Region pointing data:
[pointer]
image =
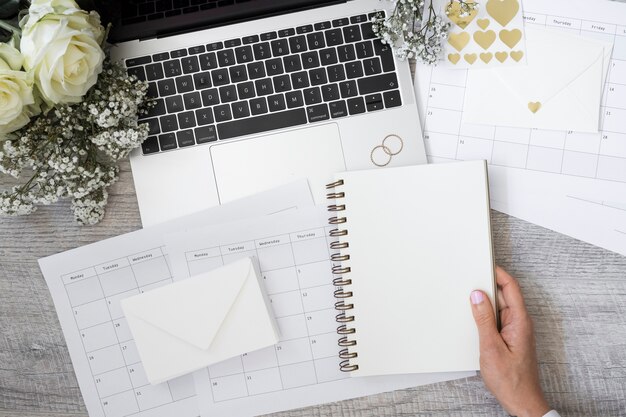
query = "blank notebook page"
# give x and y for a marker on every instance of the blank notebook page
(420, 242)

---

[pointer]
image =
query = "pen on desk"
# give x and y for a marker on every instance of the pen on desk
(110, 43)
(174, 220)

--

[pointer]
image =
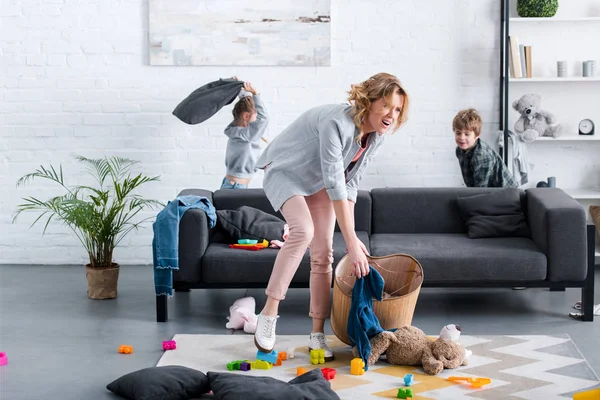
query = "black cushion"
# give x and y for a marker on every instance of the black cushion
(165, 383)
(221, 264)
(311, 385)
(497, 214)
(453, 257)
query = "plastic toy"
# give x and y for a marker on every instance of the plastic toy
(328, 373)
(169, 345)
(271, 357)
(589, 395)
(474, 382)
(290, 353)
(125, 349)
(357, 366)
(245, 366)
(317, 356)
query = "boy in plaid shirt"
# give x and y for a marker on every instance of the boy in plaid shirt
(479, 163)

__Task goal__
Your answer should be one number: how many lines above include the word "query".

__Solution to this problem__
5